INPUT RECORDS.
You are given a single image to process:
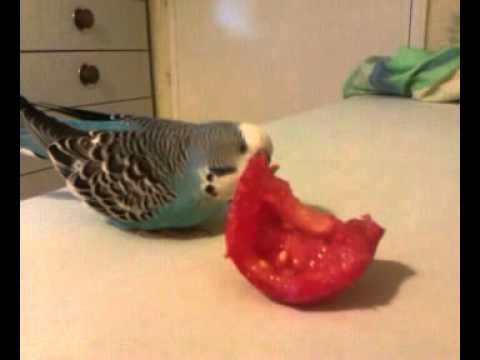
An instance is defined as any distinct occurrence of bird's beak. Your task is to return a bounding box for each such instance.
[270,164,280,174]
[254,150,279,174]
[256,150,272,163]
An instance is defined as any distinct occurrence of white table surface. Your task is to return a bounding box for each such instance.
[21,96,460,359]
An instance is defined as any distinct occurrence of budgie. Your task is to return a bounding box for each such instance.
[20,95,274,233]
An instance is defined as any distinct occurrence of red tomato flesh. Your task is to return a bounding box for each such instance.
[226,155,385,305]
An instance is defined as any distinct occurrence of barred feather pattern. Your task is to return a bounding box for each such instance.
[21,95,251,226]
[48,120,194,223]
[192,122,248,169]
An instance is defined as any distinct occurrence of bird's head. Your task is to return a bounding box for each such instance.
[200,122,274,201]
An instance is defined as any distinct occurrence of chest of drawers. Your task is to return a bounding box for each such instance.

PROBLEM DESCRIPTION.
Set down the entries above word for word, but drop any image.

OUTPUT BELOW.
You are given a single image to process:
An instance is defined as any distinct occurrence of bird's beak. Your task is to return a bounding box for each such instance.
[270,164,280,174]
[254,150,279,174]
[256,150,272,163]
An instance is defined as any distinct occurrence of white table surface. Your task is to return a bounding box for each such instance.
[21,96,460,359]
An instance is defined as any distinct occurrence of budgie. Your task is to return a bounding box for each such instance.
[20,95,274,233]
An instance is defined as any distinct occurrence of red tomato flesh. Your task is to return a bounding box for each such instance.
[226,155,385,305]
An instance is defined as any distinct occurrence of barred feather pattern. Your task is to return a bounding box for each such instance.
[21,95,251,226]
[48,120,194,223]
[192,122,248,169]
An instance is defined as any distinct occurrence of bird's head. Your task is to return a bounding box for each such instance.
[200,122,274,201]
An instance is defined as any distinct occurrence of chest of drawers. Your task is to return a bounding box for each such instance.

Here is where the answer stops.